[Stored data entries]
════

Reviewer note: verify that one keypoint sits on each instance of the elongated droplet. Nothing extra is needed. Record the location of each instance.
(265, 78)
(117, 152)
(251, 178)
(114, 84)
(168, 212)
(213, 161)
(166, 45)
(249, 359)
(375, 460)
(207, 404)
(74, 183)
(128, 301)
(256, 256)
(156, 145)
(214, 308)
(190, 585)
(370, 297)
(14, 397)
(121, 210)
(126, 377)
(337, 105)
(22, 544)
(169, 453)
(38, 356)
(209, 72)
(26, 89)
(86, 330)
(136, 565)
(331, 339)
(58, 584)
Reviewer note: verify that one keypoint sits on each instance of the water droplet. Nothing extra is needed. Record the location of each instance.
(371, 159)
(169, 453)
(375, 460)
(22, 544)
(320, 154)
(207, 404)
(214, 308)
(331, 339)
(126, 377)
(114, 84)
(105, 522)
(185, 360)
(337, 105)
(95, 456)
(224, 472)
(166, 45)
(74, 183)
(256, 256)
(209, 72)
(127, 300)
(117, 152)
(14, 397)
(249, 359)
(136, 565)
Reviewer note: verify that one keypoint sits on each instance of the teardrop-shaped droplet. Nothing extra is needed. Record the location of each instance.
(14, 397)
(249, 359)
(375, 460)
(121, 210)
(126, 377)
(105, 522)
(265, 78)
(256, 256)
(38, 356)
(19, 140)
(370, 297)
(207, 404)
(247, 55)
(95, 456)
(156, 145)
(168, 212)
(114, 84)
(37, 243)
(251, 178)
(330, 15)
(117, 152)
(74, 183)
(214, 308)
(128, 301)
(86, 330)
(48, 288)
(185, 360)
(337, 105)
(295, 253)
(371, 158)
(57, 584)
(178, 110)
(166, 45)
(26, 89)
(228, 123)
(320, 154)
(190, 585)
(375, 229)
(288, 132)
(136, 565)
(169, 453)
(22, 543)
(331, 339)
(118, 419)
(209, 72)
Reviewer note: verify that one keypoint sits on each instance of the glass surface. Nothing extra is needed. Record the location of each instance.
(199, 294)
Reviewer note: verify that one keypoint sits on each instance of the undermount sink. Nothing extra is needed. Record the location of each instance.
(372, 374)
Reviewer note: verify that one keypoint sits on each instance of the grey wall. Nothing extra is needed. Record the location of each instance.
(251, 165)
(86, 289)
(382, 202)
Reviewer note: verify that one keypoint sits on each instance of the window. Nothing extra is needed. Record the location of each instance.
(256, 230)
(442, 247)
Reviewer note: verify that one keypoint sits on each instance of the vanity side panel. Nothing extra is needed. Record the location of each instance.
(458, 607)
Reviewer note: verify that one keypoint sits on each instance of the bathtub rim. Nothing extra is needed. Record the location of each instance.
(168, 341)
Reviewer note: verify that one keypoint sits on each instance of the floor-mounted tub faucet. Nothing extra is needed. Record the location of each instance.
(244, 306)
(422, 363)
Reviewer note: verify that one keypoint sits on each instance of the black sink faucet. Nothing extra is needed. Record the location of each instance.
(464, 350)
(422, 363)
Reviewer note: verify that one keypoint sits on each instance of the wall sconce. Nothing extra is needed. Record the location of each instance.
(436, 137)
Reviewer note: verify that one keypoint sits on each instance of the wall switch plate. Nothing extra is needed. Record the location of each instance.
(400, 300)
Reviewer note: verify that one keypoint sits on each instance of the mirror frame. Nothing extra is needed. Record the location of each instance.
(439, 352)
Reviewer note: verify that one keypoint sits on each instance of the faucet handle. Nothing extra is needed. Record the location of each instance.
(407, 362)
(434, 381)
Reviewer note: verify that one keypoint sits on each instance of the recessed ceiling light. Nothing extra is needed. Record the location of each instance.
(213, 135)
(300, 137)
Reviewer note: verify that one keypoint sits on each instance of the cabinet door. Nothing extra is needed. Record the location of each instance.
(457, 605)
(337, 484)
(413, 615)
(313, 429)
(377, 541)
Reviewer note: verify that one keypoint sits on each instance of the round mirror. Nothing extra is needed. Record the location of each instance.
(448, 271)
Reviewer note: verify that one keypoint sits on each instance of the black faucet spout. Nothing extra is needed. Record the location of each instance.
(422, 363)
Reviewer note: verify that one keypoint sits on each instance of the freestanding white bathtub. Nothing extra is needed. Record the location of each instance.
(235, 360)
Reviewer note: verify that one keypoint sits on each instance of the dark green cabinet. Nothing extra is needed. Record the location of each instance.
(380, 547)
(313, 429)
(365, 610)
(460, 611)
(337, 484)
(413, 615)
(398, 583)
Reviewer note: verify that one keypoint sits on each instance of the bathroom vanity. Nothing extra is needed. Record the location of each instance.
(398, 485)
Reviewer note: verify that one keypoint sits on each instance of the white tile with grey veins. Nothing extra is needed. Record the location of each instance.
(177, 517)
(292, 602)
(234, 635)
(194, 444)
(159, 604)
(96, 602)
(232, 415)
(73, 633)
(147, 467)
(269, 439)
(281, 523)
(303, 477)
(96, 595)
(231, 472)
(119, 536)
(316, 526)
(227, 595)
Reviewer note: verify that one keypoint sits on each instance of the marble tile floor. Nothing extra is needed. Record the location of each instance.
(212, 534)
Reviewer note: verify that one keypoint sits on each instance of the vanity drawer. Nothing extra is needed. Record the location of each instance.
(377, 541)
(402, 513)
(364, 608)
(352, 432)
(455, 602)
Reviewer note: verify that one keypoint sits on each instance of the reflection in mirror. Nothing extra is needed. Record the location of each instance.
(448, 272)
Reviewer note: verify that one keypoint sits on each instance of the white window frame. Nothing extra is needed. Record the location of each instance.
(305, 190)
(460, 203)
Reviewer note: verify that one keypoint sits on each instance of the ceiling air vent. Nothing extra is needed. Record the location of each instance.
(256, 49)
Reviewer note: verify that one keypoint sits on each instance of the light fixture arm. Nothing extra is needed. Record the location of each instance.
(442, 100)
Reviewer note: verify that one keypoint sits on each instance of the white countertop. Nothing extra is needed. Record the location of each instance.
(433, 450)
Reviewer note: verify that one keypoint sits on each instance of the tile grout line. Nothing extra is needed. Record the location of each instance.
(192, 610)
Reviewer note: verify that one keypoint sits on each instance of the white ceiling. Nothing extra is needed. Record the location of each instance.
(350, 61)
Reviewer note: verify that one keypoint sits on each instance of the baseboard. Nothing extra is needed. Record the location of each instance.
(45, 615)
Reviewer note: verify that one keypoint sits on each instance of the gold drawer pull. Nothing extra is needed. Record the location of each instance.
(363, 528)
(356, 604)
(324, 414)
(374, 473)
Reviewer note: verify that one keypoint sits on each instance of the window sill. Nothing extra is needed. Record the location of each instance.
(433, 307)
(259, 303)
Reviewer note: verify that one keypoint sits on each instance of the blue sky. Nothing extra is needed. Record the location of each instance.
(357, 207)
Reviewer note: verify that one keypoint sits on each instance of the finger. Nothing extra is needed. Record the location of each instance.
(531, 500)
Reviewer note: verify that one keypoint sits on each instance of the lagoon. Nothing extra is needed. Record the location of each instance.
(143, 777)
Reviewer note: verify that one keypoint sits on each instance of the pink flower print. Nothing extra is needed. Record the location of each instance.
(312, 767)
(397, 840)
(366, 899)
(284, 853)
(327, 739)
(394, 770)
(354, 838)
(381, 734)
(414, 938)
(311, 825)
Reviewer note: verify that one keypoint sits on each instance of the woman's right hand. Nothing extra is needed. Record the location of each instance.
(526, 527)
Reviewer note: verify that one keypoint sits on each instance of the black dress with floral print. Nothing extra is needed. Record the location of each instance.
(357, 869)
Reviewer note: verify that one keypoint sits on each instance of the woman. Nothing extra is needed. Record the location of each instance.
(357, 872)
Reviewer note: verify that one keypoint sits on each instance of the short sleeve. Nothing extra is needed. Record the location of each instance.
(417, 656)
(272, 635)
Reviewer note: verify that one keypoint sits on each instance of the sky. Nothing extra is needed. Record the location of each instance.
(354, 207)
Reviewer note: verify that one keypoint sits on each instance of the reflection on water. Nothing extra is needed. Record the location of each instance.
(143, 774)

════

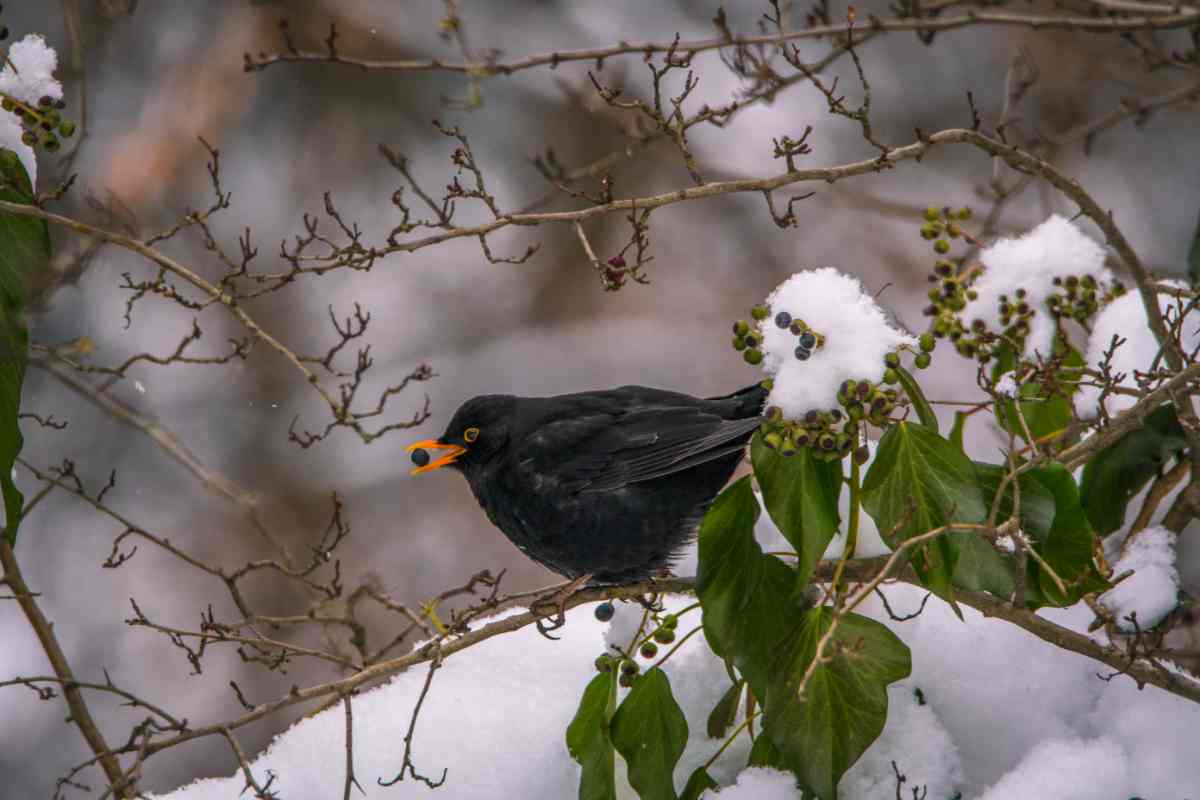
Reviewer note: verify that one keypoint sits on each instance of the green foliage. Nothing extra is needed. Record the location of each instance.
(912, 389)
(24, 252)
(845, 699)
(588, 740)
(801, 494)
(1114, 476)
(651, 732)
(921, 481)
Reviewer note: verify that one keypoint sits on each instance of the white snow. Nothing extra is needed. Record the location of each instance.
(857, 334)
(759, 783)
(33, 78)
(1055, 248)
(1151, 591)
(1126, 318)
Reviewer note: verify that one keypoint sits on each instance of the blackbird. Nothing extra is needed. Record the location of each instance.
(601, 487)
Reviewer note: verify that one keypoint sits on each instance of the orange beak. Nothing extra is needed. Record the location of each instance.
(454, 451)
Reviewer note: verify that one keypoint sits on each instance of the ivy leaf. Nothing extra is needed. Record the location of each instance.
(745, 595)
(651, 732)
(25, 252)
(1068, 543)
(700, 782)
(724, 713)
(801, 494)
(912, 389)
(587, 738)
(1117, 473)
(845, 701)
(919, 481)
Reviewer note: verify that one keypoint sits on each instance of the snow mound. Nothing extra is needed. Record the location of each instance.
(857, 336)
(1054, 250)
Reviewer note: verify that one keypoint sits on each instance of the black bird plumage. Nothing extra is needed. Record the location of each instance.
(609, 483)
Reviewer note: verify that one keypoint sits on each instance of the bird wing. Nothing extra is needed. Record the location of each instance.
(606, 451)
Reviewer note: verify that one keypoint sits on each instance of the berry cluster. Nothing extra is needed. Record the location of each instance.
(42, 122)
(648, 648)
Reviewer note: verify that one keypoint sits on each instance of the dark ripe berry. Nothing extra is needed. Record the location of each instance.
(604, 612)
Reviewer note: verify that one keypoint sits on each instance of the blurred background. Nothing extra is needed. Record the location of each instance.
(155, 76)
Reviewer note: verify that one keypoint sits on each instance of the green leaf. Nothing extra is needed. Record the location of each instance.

════

- **What to work on**
Count the lines of the records that contain the string "woman" and give only that number.

- **Solution to this problem**
2